Dataset records:
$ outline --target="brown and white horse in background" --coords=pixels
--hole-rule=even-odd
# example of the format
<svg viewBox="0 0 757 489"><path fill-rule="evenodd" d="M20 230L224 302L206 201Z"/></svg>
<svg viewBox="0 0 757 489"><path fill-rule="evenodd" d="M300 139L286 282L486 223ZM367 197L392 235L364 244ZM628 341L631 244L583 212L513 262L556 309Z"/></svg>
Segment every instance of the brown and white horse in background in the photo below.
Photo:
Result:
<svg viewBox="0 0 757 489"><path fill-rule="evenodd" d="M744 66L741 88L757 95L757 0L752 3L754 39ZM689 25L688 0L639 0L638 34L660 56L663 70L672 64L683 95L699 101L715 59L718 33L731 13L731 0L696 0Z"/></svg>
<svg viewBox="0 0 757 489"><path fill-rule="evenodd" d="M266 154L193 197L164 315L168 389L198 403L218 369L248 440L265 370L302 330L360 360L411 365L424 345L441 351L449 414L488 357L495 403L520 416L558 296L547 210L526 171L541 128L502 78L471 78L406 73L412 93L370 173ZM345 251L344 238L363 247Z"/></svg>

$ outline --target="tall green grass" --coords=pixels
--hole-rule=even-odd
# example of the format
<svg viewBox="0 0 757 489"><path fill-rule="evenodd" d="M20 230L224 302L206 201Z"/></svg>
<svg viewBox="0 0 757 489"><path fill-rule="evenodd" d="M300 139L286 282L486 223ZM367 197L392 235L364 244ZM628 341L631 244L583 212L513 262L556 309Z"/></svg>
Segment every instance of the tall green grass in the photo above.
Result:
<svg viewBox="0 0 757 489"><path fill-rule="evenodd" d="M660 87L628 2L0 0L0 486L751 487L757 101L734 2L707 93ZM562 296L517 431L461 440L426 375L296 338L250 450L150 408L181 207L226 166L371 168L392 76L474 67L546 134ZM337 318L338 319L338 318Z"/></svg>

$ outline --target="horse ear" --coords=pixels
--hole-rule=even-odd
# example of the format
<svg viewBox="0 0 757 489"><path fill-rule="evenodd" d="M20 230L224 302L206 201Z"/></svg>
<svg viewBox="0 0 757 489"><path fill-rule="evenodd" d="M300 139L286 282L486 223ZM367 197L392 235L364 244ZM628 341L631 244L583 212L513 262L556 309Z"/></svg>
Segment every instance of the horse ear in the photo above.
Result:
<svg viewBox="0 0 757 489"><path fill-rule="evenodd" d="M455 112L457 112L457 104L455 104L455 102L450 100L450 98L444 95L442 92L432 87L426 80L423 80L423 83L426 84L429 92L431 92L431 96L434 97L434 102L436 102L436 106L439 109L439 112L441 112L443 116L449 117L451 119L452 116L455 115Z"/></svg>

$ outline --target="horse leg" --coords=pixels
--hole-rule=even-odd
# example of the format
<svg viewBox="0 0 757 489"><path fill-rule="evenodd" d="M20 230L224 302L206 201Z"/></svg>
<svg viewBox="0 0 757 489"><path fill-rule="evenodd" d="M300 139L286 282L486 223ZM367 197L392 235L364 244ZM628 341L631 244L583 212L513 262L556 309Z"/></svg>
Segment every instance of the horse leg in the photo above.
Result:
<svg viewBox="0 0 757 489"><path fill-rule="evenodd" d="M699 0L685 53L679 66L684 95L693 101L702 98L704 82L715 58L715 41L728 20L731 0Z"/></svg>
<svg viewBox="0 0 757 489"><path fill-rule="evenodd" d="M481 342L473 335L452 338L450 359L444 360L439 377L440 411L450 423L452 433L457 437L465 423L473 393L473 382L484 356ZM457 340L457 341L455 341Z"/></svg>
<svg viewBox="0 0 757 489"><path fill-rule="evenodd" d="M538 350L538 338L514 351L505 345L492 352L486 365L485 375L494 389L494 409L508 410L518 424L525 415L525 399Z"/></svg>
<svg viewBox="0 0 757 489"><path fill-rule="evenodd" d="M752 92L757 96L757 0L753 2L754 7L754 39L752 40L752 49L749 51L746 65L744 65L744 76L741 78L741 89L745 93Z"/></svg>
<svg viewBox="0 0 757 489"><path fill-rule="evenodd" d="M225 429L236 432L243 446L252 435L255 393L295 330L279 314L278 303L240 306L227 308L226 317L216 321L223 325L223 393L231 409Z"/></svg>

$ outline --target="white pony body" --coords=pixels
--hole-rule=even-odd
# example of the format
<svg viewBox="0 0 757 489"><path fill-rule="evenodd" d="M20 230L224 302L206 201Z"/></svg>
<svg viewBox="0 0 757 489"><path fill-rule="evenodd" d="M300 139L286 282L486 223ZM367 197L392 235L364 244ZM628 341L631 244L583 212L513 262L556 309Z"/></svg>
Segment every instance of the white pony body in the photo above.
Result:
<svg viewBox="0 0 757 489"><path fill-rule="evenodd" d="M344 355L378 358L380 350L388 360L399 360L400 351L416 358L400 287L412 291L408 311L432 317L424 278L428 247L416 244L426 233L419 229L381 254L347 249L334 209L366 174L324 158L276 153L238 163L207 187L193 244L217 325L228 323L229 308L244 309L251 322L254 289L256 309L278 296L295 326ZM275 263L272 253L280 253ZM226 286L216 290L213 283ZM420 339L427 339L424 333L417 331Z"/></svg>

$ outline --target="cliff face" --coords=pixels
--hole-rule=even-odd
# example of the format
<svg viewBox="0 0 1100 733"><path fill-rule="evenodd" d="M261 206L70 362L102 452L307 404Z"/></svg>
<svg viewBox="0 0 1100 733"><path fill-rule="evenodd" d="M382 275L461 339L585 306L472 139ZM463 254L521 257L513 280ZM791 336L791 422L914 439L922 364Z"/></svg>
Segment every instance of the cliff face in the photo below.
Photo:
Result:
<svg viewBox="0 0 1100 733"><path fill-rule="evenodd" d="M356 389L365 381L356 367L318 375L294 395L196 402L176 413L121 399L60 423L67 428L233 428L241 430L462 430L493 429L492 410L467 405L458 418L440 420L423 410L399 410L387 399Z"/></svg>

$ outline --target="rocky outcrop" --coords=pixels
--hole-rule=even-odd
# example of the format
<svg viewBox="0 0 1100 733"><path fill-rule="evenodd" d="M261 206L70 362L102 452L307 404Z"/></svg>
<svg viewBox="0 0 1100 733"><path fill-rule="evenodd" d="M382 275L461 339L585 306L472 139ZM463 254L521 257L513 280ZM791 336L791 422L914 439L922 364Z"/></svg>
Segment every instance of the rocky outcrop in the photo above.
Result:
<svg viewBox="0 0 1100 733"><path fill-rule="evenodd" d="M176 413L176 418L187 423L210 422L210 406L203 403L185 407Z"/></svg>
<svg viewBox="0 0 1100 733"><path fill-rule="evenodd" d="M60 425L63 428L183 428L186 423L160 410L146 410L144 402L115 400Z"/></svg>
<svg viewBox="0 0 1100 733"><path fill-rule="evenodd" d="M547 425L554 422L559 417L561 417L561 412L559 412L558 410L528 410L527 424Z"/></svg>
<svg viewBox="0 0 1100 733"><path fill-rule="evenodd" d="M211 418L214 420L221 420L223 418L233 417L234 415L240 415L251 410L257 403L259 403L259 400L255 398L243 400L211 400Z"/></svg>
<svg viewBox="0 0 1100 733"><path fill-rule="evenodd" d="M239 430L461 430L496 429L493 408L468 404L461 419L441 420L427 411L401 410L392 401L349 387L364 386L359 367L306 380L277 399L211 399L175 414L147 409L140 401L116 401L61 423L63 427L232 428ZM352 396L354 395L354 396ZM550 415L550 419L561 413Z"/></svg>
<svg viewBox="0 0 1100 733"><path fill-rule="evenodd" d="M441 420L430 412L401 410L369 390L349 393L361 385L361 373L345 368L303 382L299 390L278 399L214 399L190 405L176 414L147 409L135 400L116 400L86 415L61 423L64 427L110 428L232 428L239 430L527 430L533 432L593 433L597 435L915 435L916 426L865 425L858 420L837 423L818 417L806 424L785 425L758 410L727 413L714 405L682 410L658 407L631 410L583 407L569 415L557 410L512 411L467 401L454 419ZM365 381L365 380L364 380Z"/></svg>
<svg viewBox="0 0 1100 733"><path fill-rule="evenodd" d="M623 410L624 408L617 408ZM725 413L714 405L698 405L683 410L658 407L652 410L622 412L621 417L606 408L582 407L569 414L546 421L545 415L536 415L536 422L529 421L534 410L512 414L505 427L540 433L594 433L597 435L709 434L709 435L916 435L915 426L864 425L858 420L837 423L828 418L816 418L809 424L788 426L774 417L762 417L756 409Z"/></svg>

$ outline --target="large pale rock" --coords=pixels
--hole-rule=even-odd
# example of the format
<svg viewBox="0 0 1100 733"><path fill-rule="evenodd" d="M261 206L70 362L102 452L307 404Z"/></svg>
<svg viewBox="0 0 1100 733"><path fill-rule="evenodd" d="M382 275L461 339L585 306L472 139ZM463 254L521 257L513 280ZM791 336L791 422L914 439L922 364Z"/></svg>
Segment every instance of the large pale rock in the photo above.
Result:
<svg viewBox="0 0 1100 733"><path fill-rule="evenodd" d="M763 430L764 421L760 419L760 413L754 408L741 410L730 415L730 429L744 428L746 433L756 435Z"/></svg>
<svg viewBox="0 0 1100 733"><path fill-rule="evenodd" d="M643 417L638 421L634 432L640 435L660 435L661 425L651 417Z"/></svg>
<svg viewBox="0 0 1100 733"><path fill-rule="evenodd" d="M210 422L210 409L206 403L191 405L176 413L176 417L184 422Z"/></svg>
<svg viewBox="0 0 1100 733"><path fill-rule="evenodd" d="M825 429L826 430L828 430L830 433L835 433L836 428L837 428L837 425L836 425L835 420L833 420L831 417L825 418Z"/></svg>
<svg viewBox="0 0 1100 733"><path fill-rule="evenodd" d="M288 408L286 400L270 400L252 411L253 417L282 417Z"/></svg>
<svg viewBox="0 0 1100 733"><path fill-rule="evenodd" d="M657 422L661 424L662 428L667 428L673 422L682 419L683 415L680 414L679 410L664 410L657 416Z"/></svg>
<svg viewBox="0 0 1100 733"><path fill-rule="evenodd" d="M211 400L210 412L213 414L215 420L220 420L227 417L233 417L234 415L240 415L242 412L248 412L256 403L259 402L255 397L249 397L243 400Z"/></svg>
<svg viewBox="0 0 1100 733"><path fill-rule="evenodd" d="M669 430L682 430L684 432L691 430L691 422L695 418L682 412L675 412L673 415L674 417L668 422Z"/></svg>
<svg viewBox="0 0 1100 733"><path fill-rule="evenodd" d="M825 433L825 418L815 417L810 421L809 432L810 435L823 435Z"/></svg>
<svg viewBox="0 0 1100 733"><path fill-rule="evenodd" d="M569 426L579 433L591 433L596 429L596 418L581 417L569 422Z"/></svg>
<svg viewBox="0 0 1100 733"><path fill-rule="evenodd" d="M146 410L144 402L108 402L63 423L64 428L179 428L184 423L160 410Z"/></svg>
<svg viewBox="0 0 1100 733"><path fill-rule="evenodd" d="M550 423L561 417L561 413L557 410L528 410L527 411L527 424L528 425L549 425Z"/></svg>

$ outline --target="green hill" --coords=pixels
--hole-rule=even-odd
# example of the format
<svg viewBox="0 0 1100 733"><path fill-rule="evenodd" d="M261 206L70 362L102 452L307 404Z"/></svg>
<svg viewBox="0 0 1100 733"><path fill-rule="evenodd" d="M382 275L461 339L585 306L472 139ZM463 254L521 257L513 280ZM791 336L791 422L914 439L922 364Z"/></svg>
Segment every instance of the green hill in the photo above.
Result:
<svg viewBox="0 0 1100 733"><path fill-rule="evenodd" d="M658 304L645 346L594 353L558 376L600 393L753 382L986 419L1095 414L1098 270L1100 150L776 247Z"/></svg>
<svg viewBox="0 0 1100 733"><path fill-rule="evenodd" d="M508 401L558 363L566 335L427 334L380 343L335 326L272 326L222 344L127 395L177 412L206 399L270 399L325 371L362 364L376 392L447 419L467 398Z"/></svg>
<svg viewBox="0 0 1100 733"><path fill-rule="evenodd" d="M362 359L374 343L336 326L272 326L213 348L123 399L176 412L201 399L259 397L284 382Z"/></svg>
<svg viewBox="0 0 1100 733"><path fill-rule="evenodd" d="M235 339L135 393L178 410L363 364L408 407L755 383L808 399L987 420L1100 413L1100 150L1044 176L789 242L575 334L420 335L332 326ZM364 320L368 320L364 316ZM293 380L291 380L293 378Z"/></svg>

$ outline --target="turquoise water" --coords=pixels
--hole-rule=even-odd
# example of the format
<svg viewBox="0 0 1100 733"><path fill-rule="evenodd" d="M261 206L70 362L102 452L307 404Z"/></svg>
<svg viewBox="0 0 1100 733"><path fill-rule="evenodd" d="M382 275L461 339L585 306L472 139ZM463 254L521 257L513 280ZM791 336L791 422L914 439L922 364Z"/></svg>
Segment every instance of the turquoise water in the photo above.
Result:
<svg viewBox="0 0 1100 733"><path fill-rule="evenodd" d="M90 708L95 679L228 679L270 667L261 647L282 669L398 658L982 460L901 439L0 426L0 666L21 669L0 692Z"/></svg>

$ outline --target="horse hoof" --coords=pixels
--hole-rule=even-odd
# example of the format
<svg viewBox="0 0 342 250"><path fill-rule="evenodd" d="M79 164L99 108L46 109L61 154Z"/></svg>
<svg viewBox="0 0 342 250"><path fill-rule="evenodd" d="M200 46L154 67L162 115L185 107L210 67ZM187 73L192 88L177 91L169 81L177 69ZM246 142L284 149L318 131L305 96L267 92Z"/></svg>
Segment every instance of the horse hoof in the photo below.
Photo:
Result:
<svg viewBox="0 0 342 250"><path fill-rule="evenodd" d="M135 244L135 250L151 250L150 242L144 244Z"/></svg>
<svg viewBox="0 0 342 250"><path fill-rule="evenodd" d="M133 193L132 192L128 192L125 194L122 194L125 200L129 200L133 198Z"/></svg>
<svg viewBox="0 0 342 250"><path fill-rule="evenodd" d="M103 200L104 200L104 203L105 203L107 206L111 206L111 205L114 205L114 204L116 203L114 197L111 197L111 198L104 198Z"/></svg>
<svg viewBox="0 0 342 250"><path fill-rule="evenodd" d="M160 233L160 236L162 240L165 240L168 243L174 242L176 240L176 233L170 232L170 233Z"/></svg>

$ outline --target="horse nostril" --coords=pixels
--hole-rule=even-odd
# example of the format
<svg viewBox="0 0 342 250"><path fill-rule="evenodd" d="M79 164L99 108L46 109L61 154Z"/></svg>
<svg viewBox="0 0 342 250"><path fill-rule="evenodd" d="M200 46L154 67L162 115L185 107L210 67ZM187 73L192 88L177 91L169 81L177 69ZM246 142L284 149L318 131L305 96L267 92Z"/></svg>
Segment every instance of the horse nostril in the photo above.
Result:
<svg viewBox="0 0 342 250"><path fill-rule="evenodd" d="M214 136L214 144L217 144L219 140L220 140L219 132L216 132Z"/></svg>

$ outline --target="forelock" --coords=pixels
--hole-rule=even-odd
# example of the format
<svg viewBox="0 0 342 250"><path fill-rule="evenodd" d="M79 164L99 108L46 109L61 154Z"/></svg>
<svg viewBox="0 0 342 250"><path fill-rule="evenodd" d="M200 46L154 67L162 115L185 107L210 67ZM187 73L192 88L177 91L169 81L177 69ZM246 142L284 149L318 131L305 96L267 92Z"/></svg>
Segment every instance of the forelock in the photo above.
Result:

Task:
Reproduce exactly the entries above, limited to the lines from the one with "Segment every instance of the cliff" through the one with "Segment every instance of the rocky", both included.

Output below:
Segment every instance of the cliff face in the photo below.
Photo:
Result:
<svg viewBox="0 0 1100 733"><path fill-rule="evenodd" d="M356 389L365 381L356 367L318 375L294 395L196 402L176 413L121 399L60 423L67 428L233 428L241 430L462 430L493 429L492 410L467 405L458 418L440 420L423 410L399 410L387 399Z"/></svg>

$ outline --target="rocky outcrop" --coords=pixels
--hole-rule=even-odd
# example of the format
<svg viewBox="0 0 1100 733"><path fill-rule="evenodd" d="M261 206L70 362L102 452L307 404Z"/></svg>
<svg viewBox="0 0 1100 733"><path fill-rule="evenodd" d="M382 275L461 339L585 306L472 139ZM463 254L521 257L513 280ZM791 336L791 422L914 439L922 364Z"/></svg>
Segment every instance of the rocky outcrop in the photo above.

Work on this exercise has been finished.